# Testo da leggere
══════════

Eppure qualche sforzo c’è, qualche iniziativa della pubblica amministrazione che mette insieme il privato sociale e la scuola nel combattere la dispersione scolastica delle fasce più deboli della popolazione. Spesso sono progetti fatti con fondi che arrivano dall’Unione Europea. Una goccia nel mare data la vastità dei fenomeni sui quali si vuole incidere, ma pur sempre significativi.
Proprio in questi giorni, all’interno di uno di questi progetti, il lavoro coordinato di docenti ed educatori ha portato a qualche risultato. Dopo più di un mese dall’inizio della quarantena sociale, una mamma è riuscita a collegarsi con il suo telefono alla videolezione e sua figlia finalmente ha parlato con la maestra e i suoi compagni. Sembra una cosa da poco ma invece ci sono volute due settimane di analisi per far partire l’intervento, un’altra settimana per fare un censimento delle famiglie da contattare, che risultano una quarantina, lunghe negoziazioni con un marito che ha altro a cui pensare, mail e messaggi sbagliati, indirizzi copiati male, liberatorie per la privacy.

══════════

# Consegne
• A. Nel testo sulla dispersione scolastica, quante famiglie da contattare risultano dal censimento?
• B. Prosegui, per favore, il testo sulla dispersione scolastica a partire dall'ultima frase riportata.
L'elenco non ha alcun ruolo in questo lavoro.

Voci salvate:
══════════

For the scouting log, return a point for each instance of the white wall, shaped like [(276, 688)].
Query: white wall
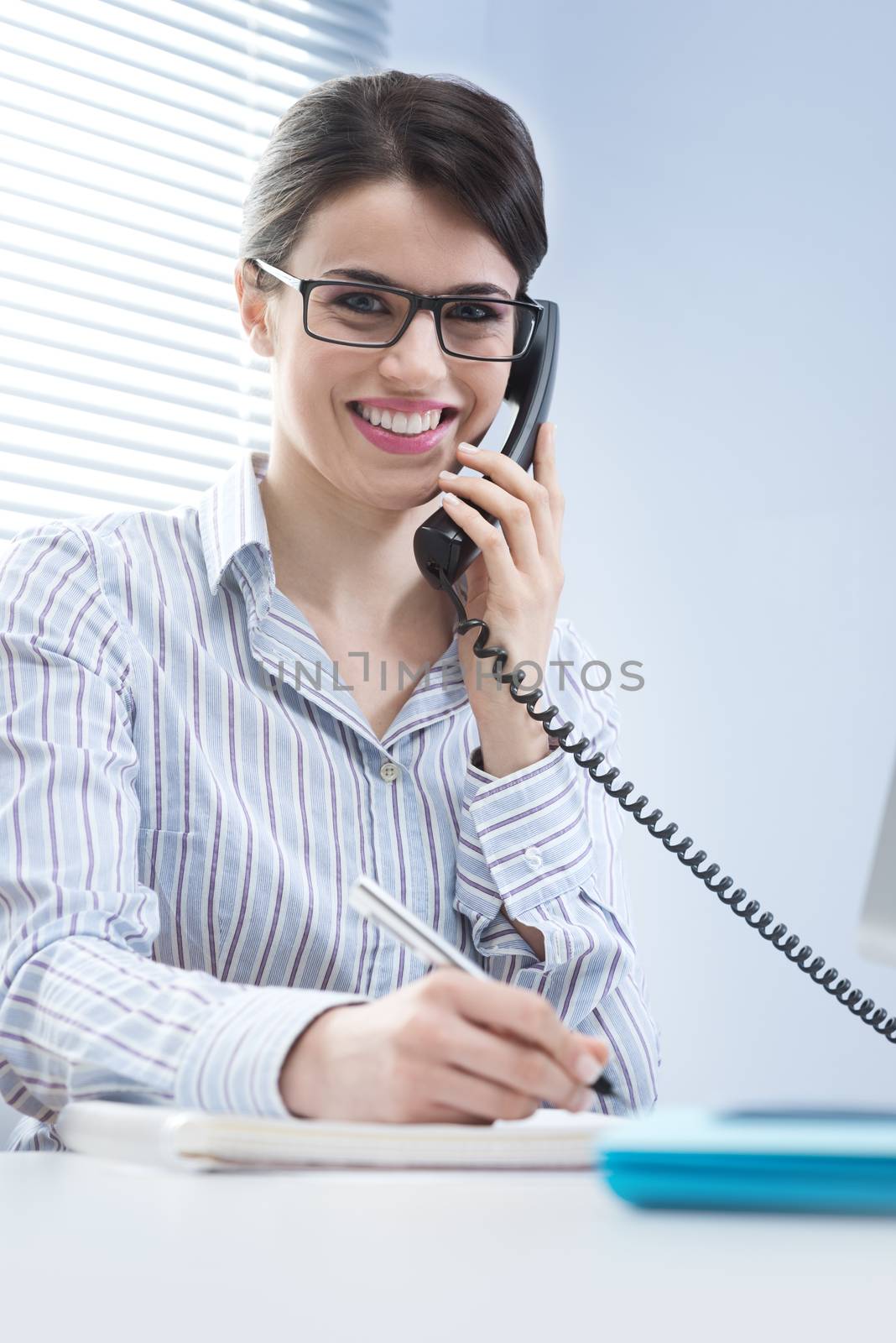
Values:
[(721, 212)]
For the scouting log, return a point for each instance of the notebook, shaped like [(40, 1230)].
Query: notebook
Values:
[(159, 1135), (795, 1159)]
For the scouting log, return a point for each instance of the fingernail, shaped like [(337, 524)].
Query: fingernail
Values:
[(588, 1069)]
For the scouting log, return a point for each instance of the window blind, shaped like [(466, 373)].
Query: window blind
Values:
[(128, 136)]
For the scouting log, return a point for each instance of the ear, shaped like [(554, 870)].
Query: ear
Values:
[(253, 312)]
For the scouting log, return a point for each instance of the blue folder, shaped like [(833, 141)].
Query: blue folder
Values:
[(799, 1159)]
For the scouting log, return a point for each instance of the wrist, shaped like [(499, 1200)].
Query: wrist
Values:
[(503, 754), (302, 1067)]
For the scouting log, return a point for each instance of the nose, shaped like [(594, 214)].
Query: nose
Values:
[(418, 359)]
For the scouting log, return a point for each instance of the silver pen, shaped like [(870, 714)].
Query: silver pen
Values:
[(376, 904)]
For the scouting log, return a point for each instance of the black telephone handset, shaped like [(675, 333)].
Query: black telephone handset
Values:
[(439, 543), (443, 551)]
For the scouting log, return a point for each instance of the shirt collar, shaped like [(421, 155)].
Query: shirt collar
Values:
[(231, 516)]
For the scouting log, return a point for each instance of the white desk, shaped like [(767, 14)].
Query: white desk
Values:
[(98, 1251)]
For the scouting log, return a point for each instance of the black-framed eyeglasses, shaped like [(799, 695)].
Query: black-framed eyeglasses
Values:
[(346, 312)]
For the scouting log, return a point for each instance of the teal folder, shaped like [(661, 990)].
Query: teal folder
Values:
[(799, 1159)]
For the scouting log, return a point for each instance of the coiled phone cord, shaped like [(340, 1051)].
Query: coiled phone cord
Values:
[(842, 990)]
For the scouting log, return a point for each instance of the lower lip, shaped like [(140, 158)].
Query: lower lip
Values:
[(403, 445)]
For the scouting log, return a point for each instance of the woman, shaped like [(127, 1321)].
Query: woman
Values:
[(208, 731)]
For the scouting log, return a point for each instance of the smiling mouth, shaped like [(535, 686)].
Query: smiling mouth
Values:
[(387, 420)]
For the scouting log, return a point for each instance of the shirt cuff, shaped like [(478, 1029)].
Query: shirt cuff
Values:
[(233, 1063), (524, 839)]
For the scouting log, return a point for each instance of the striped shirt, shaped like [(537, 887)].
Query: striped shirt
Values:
[(185, 801)]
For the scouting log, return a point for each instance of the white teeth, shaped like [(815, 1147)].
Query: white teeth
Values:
[(399, 422)]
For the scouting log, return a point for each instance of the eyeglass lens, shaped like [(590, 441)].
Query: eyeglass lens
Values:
[(487, 328)]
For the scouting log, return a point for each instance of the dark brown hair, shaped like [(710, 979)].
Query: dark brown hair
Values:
[(430, 131)]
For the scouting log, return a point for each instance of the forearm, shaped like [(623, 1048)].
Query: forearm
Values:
[(511, 743), (533, 937)]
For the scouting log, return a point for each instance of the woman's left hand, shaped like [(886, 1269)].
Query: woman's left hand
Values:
[(514, 586)]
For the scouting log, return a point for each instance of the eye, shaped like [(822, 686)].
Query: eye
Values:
[(367, 300), (472, 312)]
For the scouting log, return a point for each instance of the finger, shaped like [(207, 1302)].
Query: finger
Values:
[(479, 1098), (511, 512), (517, 481), (526, 1016), (451, 1115), (488, 537), (544, 470), (515, 1065)]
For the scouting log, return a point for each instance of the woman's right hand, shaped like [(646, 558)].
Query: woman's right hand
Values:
[(448, 1048)]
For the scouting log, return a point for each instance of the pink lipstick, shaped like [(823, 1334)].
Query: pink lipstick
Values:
[(407, 445)]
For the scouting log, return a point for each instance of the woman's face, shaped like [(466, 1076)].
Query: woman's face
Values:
[(414, 238)]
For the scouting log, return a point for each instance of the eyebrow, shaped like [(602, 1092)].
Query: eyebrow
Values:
[(373, 277)]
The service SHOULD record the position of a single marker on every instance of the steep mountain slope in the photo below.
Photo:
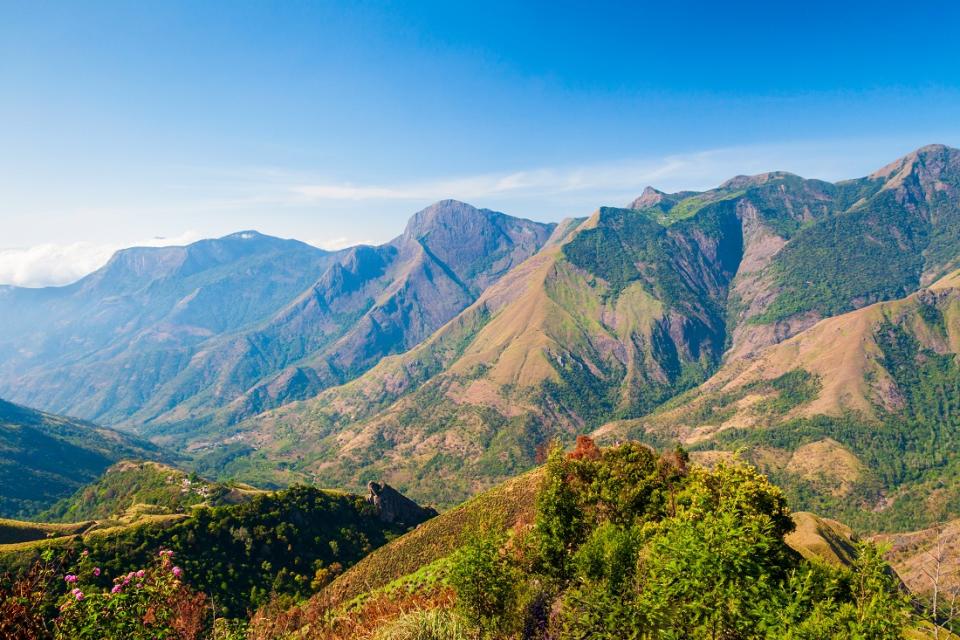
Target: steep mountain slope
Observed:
(855, 416)
(614, 316)
(224, 328)
(102, 347)
(44, 457)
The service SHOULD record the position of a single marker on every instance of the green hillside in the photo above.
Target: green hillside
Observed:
(44, 457)
(131, 487)
(613, 318)
(609, 544)
(855, 417)
(286, 543)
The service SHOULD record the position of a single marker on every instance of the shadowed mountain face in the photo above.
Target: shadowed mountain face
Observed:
(224, 328)
(616, 315)
(47, 457)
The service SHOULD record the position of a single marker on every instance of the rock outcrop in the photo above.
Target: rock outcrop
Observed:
(393, 506)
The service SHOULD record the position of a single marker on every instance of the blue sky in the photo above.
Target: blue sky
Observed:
(333, 122)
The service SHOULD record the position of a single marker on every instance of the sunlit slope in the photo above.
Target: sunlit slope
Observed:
(620, 313)
(855, 415)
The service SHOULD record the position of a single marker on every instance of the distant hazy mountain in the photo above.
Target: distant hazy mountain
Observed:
(618, 314)
(44, 457)
(223, 328)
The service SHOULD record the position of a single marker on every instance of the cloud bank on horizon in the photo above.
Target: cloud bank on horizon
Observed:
(542, 193)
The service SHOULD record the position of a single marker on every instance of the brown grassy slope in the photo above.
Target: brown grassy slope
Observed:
(513, 503)
(914, 555)
(502, 507)
(842, 352)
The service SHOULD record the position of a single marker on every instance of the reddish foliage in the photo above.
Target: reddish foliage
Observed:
(326, 623)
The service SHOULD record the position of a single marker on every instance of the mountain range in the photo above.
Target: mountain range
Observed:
(809, 325)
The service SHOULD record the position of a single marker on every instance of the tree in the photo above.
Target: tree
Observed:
(486, 582)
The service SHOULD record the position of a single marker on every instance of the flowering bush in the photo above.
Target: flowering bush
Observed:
(148, 604)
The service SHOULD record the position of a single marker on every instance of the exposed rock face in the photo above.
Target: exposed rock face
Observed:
(393, 506)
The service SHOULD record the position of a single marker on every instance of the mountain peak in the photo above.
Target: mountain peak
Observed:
(932, 160)
(649, 198)
(249, 234)
(440, 212)
(744, 182)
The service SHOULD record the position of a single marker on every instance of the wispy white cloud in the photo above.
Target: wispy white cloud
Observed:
(56, 264)
(336, 213)
(696, 170)
(341, 242)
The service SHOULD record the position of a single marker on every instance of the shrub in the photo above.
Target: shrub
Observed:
(148, 604)
(486, 582)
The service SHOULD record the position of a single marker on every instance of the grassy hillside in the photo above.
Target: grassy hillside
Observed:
(614, 317)
(140, 487)
(287, 543)
(44, 457)
(854, 417)
(587, 542)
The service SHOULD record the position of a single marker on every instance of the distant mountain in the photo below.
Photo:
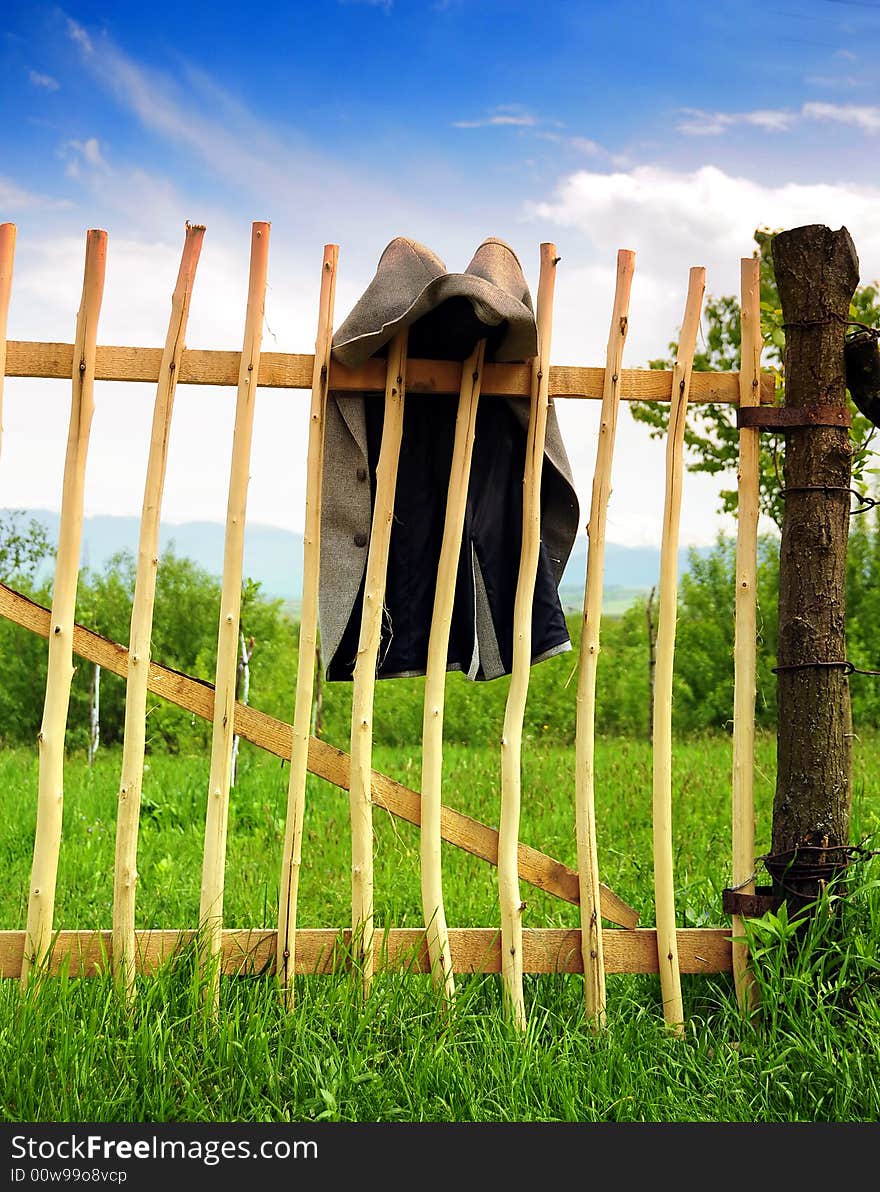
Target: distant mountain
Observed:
(274, 557)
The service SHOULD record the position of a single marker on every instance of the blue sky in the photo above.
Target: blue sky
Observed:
(668, 128)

══════════

# Risposte finali
• A. Una quarantina.

• B.
In questi giorni in molti si sono “ricollegati alla scuola” grazie a questo progetto. Questa bimba è tornata in classe e una mamma sull’orlo della frustrazione e l’abbandono si è lasciata andare e ha inviato un messaggio in chat a chi l’aveva seguita: «grazie, da sola non ci riuscivo».
Nessuno deve rimanere indietro.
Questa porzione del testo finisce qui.